Selected passage »
Autumn 2021 UK Market Report
Inflation forecasts
As previously outlined, the construction industry is experiencing unprecedent volatility in costs. There are many factors behind this, including the COVID-19 pandemic which has constrained supply. A surge in demand following reopening of economies has led to price increases causing shortages in raw materials and shipping container costs soaring.
ONS data shows both the highest level and largest month-on-month rise of vacancies in construction for 20 years. Gas shortages are causing energy price increases, adding further pressure to the supply chain and surcharges are starting to be seen for energy intensive products.
88 percent of respondents to our Spring survey thought that tender prices will increase during 2021, predominantly due to materials pressures. This has continued during the course of the year and 63 percent of respondents to our Autumn survey said that materials shortages will influence tender prices the most.
Contractor respondents to our Autumn survey ranked materials and labour availability as the biggest threat to the construction industry, with 83 percent ranking this as the top threat. In our Summer survey, 77 percent of contractor respondents said that materials and labour shortages were the top threat, with the remaining 23 percent instead seeing further variants of COVID-19 as the greatest threat.
However, there is more of a spread in our Autumn survey, with 5 percent seeing further variants of COVID-19 and/or rise in flu and other illnesses leading to restrictions as the greatest threat and the remaining 12 percent seeing significant tax rises and delivery issues as the largest threats.
The volatility in the market is expected to continue for the end of 2021 and early 2022 due to the ongoing material and delivery issues, which are now being influenced by energy price increases and shortages of HGV drivers. Tender price spikes have been and are being seen due to the conditions, some as high as 10-15 percent.
Now more than ever, it is important to consider inflation on a case-by-case basis considering the particular factors which may influence a project. This may be procurement strategy: for instance, a contractor reviewing inflation impact at the end of a second stage tender for a project with a long programme may take a different view to a contractor in a competitive tender situation for a proposal deemed quick to start on site and certain to go ahead. The nature and specification of the job could also influence inflation, such as a project with a steel frame that may be more exposed to volatility and require potential assessment of other options.

Task description » Copy everything from "Autumn 2021 UK" down to "energy intensive products." in the UK market report, replacing "volatility" with "instability". The records come from a different source than the report.

Recorded data »
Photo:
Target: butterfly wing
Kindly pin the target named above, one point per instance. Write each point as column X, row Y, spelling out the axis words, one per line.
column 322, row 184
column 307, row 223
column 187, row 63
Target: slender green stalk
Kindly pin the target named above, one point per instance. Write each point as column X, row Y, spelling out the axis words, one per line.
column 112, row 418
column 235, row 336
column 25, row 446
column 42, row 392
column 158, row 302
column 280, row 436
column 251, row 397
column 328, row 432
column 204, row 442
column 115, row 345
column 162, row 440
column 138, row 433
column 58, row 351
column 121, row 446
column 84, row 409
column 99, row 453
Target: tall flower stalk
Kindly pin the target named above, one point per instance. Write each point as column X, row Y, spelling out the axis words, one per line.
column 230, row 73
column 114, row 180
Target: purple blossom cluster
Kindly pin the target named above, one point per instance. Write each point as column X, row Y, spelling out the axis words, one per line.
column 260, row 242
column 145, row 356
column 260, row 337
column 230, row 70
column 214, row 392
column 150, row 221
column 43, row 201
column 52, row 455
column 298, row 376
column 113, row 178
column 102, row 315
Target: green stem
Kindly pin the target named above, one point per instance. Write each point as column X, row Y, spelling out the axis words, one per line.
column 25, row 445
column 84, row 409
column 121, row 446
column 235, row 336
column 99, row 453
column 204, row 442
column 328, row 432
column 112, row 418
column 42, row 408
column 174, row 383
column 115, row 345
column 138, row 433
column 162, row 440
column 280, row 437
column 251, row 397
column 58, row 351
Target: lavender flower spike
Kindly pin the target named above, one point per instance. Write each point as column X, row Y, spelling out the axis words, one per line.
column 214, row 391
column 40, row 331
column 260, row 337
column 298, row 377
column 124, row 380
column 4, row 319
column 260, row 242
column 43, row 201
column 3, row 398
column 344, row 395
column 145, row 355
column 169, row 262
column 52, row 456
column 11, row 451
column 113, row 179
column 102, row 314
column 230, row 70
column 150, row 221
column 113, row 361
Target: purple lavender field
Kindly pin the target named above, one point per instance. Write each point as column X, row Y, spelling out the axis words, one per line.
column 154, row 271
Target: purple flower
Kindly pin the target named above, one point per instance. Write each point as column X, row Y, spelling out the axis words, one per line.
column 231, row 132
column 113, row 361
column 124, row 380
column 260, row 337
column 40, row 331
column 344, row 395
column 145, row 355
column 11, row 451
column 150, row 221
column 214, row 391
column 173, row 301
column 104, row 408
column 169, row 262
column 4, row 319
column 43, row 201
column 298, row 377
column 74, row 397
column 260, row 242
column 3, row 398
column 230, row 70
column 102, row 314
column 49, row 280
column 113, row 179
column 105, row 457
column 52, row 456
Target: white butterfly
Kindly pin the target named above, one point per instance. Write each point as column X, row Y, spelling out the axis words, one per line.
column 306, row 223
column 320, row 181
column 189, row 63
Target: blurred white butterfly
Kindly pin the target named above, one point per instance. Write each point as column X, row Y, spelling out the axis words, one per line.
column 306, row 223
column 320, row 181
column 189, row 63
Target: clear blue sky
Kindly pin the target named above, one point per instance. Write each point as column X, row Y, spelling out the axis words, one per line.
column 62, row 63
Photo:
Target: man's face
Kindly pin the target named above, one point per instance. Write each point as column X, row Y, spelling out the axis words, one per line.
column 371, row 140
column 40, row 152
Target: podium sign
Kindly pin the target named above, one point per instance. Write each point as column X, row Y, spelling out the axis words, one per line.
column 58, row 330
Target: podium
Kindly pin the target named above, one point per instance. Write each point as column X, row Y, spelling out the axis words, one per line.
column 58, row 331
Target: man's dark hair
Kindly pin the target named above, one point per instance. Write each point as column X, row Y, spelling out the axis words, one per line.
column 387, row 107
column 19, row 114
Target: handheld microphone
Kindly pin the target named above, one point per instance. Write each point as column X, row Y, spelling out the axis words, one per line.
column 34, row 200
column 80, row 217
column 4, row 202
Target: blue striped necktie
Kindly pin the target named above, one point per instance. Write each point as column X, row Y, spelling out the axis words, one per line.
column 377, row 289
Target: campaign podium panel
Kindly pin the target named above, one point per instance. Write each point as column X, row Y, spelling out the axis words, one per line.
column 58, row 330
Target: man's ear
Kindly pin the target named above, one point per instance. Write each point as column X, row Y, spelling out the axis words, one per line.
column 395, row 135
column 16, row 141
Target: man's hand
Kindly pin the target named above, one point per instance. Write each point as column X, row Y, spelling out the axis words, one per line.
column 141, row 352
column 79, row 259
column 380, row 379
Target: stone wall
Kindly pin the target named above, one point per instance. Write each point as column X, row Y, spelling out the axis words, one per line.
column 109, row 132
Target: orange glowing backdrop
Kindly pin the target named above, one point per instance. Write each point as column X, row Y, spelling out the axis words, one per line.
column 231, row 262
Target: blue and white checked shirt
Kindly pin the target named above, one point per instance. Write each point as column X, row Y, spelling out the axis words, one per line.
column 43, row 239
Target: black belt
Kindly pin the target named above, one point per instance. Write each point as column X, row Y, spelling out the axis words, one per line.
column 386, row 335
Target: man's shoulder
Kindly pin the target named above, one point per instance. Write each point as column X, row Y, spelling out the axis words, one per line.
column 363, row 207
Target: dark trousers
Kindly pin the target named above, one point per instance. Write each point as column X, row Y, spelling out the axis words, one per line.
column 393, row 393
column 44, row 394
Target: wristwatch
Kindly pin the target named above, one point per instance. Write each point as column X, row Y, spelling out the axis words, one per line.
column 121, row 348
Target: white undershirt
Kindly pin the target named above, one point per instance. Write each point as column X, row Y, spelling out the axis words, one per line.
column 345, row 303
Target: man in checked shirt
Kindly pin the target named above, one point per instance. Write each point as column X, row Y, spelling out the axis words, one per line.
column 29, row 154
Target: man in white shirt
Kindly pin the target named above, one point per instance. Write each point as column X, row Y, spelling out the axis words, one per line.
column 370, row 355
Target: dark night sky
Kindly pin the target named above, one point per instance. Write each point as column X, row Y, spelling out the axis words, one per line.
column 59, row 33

Worked solution »
Autumn 2021 UK Market Report
Inflation forecasts
As previously outlined, the construction industry is experiencing unprecedent instability in costs. There are many factors behind this, including the COVID-19 pandemic which has constrained supply. A surge in demand following reopening of economies has led to price increases causing shortages in raw materials and shipping container costs soaring.
ONS data shows both the highest level and largest month-on-month rise of vacancies in construction for 20 years. Gas shortages are causing energy price increases, adding further pressure to the supply chain and surcharges are starting to be seen for energy intensive products.